--- Start of DATA SHOWN ---

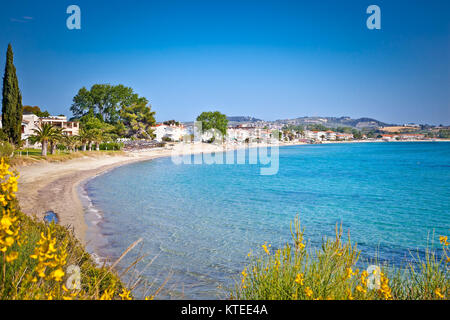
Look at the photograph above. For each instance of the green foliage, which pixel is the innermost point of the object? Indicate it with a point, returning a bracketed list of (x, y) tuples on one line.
[(36, 110), (111, 146), (298, 272), (444, 134), (213, 120), (138, 120), (6, 150), (11, 101), (3, 135), (317, 127), (171, 123), (104, 101), (45, 133)]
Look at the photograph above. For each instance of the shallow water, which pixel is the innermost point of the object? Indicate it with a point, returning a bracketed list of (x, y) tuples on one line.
[(202, 220)]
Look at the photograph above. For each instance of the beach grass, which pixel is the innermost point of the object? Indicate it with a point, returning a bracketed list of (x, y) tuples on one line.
[(298, 272)]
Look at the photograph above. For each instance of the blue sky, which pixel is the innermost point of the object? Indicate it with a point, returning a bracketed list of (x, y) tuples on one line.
[(268, 59)]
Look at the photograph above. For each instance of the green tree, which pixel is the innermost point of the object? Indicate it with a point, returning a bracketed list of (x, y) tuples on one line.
[(56, 138), (138, 119), (104, 101), (43, 134), (11, 101), (36, 110), (213, 120)]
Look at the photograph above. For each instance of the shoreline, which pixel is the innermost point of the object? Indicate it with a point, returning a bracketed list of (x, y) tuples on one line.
[(56, 186)]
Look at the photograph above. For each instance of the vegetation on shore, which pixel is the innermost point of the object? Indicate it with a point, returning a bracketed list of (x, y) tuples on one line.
[(11, 101), (39, 260), (296, 272)]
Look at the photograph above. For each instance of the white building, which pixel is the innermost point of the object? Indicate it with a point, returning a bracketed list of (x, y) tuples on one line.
[(344, 136), (69, 128), (315, 135), (31, 122)]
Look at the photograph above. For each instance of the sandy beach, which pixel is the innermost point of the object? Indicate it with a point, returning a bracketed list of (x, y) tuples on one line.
[(53, 187)]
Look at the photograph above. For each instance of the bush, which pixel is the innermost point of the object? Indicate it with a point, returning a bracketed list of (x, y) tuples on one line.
[(330, 272), (111, 146), (6, 150)]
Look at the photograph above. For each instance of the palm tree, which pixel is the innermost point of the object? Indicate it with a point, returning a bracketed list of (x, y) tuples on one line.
[(55, 139), (97, 138), (71, 142), (43, 134), (85, 137)]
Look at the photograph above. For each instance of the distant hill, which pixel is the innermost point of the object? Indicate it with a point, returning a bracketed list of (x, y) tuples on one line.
[(330, 122), (334, 122), (243, 119)]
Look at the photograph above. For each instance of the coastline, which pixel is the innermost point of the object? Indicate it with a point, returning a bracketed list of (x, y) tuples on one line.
[(56, 186)]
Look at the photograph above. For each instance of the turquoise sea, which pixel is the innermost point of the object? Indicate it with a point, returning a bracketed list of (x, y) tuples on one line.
[(200, 221)]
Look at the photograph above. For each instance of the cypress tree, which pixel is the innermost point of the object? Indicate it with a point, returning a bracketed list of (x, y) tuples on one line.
[(12, 101)]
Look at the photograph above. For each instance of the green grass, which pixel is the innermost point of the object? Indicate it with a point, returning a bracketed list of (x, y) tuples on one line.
[(298, 272), (29, 156)]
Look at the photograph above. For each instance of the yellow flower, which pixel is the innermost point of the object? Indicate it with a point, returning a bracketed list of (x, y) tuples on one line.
[(12, 256), (58, 274), (299, 279), (349, 273), (443, 240), (349, 294), (361, 289), (125, 295), (265, 248), (108, 294), (439, 293)]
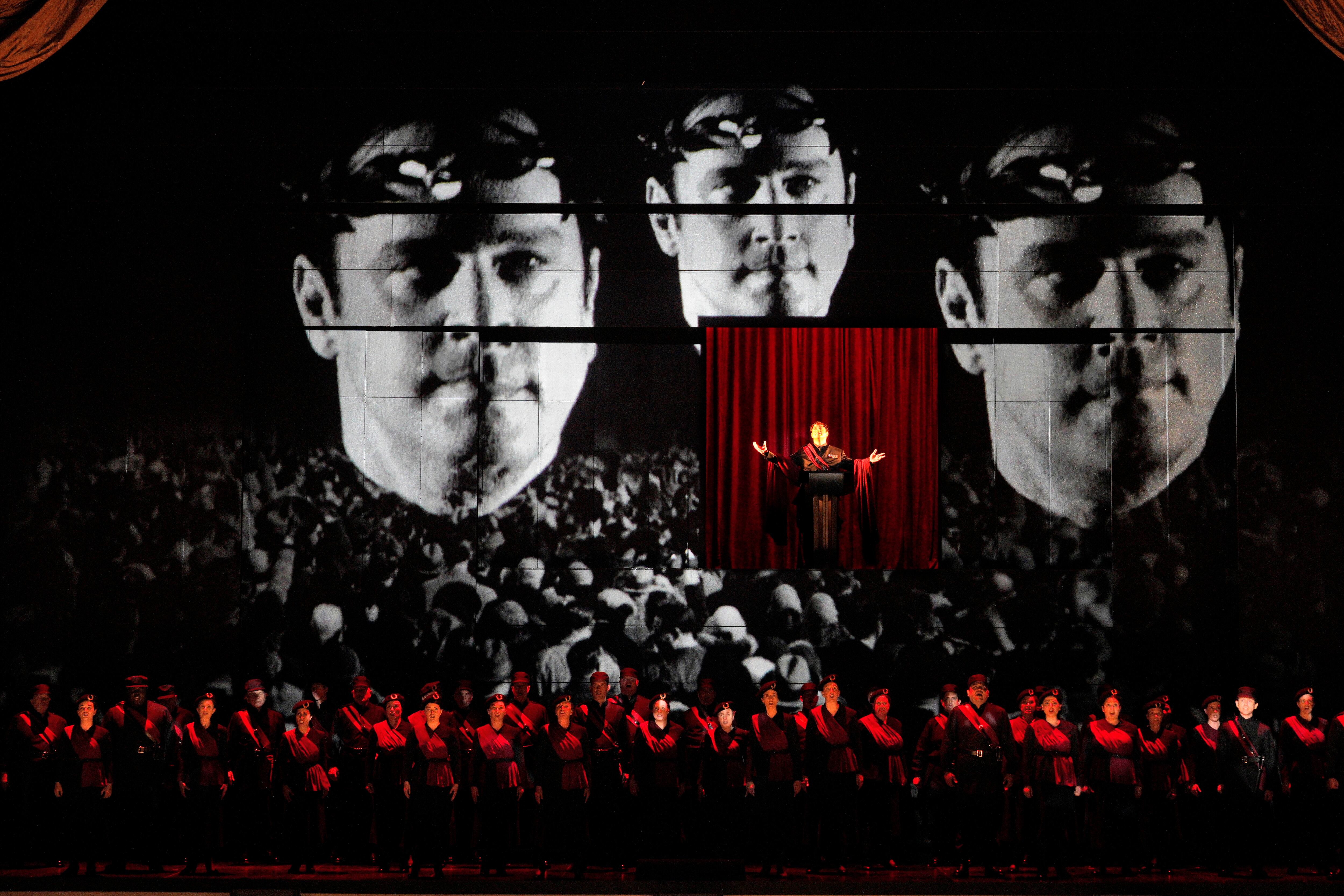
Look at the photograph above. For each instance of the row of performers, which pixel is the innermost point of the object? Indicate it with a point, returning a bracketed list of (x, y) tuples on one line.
[(578, 768)]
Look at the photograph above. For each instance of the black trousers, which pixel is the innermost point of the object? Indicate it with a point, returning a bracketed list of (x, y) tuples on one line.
[(306, 823), (566, 835), (1307, 824), (775, 804), (1249, 827), (353, 811), (499, 820), (1054, 805), (659, 823), (138, 812), (839, 815), (390, 811), (432, 811), (205, 806), (880, 806), (87, 819), (1162, 827), (1116, 825), (253, 809)]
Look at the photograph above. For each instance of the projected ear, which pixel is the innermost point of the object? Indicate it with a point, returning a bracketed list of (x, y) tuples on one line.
[(666, 227), (316, 305), (959, 309)]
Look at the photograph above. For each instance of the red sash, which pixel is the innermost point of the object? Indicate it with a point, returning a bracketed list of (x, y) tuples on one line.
[(890, 742), (1120, 745), (1060, 749), (842, 754), (982, 726), (1311, 738), (569, 750), (439, 773), (775, 745), (91, 757), (664, 749), (307, 754), (499, 750)]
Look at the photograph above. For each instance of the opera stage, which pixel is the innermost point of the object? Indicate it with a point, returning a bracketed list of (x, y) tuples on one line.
[(272, 880)]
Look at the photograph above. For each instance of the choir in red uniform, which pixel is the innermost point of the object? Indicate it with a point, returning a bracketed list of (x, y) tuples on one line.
[(611, 780)]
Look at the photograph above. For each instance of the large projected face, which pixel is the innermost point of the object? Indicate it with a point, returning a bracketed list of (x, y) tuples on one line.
[(744, 264), (1085, 430), (447, 420)]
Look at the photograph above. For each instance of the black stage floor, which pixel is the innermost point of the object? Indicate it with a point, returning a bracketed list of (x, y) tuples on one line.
[(273, 880)]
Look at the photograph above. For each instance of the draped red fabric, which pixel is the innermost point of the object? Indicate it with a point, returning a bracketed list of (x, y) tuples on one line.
[(875, 389), (33, 30), (1324, 19)]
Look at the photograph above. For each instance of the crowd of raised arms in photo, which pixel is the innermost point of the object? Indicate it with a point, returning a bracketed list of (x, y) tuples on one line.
[(609, 778)]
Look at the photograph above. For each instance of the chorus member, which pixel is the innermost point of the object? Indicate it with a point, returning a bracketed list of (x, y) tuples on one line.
[(882, 777), (1052, 754), (656, 781), (744, 148), (255, 734), (84, 782), (834, 772), (1202, 776), (936, 798), (304, 770), (725, 780), (1113, 759), (203, 780), (779, 777), (146, 745), (388, 780), (1163, 776), (432, 782), (1302, 743), (529, 716), (979, 759), (565, 768), (351, 801), (605, 722), (1249, 772), (498, 776), (466, 719), (1021, 819)]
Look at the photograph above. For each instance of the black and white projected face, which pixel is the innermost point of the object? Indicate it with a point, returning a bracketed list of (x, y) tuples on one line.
[(1085, 430), (742, 264), (445, 420)]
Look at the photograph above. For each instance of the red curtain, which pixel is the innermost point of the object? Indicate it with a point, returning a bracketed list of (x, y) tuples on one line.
[(875, 389)]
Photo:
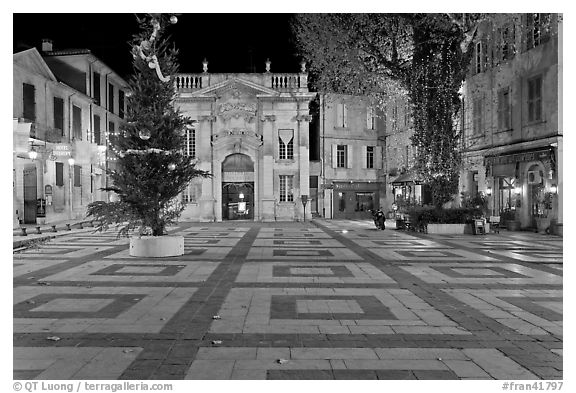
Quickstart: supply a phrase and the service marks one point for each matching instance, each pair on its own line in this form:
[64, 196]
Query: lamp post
[70, 168]
[304, 199]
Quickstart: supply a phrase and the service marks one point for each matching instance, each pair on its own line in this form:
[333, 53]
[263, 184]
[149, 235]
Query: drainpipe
[70, 113]
[323, 99]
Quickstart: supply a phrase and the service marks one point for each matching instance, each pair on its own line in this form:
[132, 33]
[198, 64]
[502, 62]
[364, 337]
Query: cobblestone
[364, 304]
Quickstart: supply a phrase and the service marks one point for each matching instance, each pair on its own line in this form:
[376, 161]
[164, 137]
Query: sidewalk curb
[19, 243]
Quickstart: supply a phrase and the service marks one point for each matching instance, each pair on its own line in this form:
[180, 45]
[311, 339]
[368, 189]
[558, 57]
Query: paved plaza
[315, 300]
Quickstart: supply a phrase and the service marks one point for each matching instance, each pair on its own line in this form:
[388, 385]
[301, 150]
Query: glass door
[238, 201]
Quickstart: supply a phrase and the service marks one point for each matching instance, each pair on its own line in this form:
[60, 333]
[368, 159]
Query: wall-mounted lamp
[268, 64]
[32, 154]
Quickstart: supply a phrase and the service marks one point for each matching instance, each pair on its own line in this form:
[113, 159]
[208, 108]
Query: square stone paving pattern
[316, 300]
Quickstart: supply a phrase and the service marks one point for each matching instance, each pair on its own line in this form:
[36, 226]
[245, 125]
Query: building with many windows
[64, 105]
[351, 153]
[512, 136]
[252, 134]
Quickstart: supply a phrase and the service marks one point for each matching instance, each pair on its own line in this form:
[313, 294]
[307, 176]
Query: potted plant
[544, 207]
[151, 169]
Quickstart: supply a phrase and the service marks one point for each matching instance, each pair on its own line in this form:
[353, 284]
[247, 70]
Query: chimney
[46, 45]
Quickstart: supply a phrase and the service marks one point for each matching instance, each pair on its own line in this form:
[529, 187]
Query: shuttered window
[535, 99]
[29, 103]
[341, 115]
[121, 103]
[77, 122]
[97, 136]
[97, 94]
[77, 175]
[59, 173]
[111, 97]
[370, 157]
[59, 114]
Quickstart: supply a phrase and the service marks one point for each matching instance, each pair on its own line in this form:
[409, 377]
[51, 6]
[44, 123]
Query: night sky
[230, 42]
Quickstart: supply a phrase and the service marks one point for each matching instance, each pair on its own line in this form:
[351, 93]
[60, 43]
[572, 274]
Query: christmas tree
[151, 168]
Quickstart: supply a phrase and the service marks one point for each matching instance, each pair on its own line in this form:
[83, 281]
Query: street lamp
[304, 199]
[70, 168]
[32, 154]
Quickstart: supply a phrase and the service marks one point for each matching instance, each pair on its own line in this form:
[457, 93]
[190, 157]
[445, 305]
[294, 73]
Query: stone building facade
[352, 157]
[252, 134]
[64, 105]
[512, 136]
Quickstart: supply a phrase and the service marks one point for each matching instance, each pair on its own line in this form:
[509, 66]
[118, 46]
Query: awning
[407, 178]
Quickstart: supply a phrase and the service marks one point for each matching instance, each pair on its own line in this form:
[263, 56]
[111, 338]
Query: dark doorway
[30, 195]
[238, 201]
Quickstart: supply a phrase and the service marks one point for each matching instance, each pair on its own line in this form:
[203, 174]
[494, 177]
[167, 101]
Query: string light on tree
[149, 173]
[144, 134]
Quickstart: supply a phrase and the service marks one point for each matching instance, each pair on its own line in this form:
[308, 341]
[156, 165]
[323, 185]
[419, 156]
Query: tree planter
[513, 225]
[156, 246]
[449, 229]
[542, 224]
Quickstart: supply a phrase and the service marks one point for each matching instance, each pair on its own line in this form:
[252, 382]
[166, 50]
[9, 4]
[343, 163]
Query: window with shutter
[97, 94]
[29, 102]
[504, 107]
[370, 157]
[77, 175]
[111, 97]
[190, 147]
[77, 122]
[477, 116]
[341, 115]
[341, 156]
[286, 144]
[97, 136]
[535, 99]
[59, 173]
[59, 115]
[121, 103]
[370, 118]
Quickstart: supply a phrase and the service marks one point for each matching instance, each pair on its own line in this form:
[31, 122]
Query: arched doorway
[238, 187]
[536, 194]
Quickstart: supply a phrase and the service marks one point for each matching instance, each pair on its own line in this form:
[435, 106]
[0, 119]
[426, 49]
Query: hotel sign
[542, 155]
[62, 150]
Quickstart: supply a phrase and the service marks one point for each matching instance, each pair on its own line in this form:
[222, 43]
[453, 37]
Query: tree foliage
[383, 56]
[149, 172]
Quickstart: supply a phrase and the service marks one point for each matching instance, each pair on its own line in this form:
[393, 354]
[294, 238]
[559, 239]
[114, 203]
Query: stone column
[206, 202]
[303, 162]
[267, 169]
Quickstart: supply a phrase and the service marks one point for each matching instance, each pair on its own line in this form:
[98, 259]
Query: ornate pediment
[229, 110]
[236, 88]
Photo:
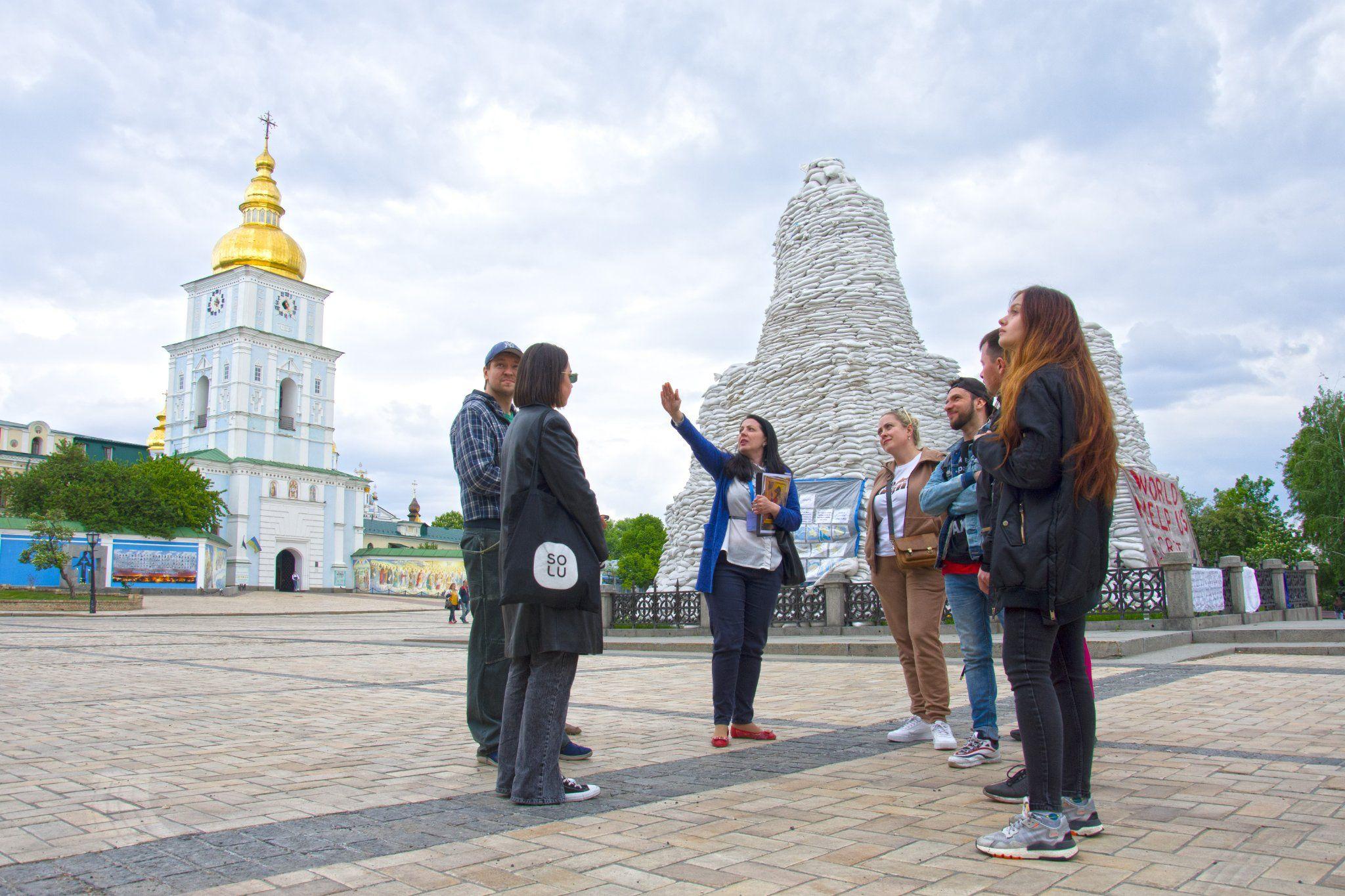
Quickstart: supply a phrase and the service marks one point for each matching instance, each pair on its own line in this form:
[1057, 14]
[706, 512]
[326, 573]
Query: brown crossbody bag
[914, 551]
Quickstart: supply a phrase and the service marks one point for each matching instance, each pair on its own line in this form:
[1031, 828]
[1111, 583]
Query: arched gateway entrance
[287, 565]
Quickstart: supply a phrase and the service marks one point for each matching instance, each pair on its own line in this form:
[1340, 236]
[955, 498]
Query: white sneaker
[575, 792]
[914, 729]
[942, 734]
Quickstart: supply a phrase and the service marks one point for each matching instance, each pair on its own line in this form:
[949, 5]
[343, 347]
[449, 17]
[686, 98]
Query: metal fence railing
[803, 606]
[862, 605]
[1134, 590]
[655, 609]
[1296, 589]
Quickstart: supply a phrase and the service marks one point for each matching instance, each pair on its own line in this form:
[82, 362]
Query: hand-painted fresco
[158, 563]
[430, 576]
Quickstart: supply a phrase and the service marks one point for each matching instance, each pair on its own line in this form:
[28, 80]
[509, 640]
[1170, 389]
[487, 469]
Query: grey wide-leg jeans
[533, 727]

--- End of DATA SHOWN ---

DO THIS:
Return every line of the listing above that contains the word "green", matching case exactly.

SOLUTION TO THIS EXERCISE:
Look at the photograph above. For each instance of the green foliage, which pixel is the innermost point of the object? Indicate it with a point, returning a bracketed list of (x, y) tuples on one line.
Look at the photograph above. For each instance of the green tree, which pixel is the innermost point of the object? Indicate it with a point, returning a bracketed list of (x, y) tuples on one line.
Look at the photograph above. For each instance of the green grass, which pixel is the innermost point of the object? Indicate it with a point, returning a bracketed list of (x, y) tuples on one line.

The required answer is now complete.